══ Selected passage ══

The statement that intelligence is irreducible to C + N is a part of the intelligent design hypothesis. Easily falsifiable by showing that C + N absent previous intelligence does indeed produce intelligence. (Back to my much repeated and consistently ignored “take some background noise [chance] and an arbitrarily chosen set of laws [law absent any consideration for future results] and see if they will produce intelligence.”
Assuming that "intelligence" is well-defined and is something akin to human mental abilities, and assuming that the hypothesis is indeed false, I would guess that such an demonstration would be quite intractable, rather than "easily" achieved. And I find your "absent previous intelligence" qualifier interesting. Is it your position that, for instance, computers can be intelligent if a previous intelligence programs them to be so?
If intelligence is mainly equated with foresight
Okay, how do we operationally define foresight? In other words, given some phenomenon X, how do I determine whether X has foresight? I can think of some approaches, but I don't want to make presumptions about your argument.

═══

▶ **Given exercise 1**
Please answer from the passage on intelligent design: how would the statement that intelligence is irreducible to C + N be falsified?
▶ **Given exercise 2**
Rewrite the passage on intelligent design between "The statement that" and "them to be so?", inclusive, switching "intractable" to "impractical".

══ Records provided ══

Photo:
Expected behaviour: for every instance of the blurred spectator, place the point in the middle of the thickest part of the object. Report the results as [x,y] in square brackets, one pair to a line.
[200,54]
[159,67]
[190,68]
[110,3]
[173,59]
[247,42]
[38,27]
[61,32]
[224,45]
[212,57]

═══

▶ **Final answer 1**
By showing that C + N absent previous intelligence does indeed produce intelligence.

▶ **Final answer 2**
The statement that intelligence is irreducible to C + N is a part of the intelligent design hypothesis. Easily falsifiable by showing that C + N absent previous intelligence does indeed produce intelligence. (Back to my much repeated and consistently ignored “take some background noise [chance] and an arbitrarily chosen set of laws [law absent any consideration for future results] and see if they will produce intelligence.”
Assuming that "intelligence" is well-defined and is something akin to human mental abilities, and assuming that the hypothesis is indeed false, I would guess that such an demonstration would be quite impractical, rather than "easily" achieved. And I find your "absent previous intelligence" qualifier interesting. Is it your position that, for instance, computers can be intelligent if a previous intelligence programs them to be so?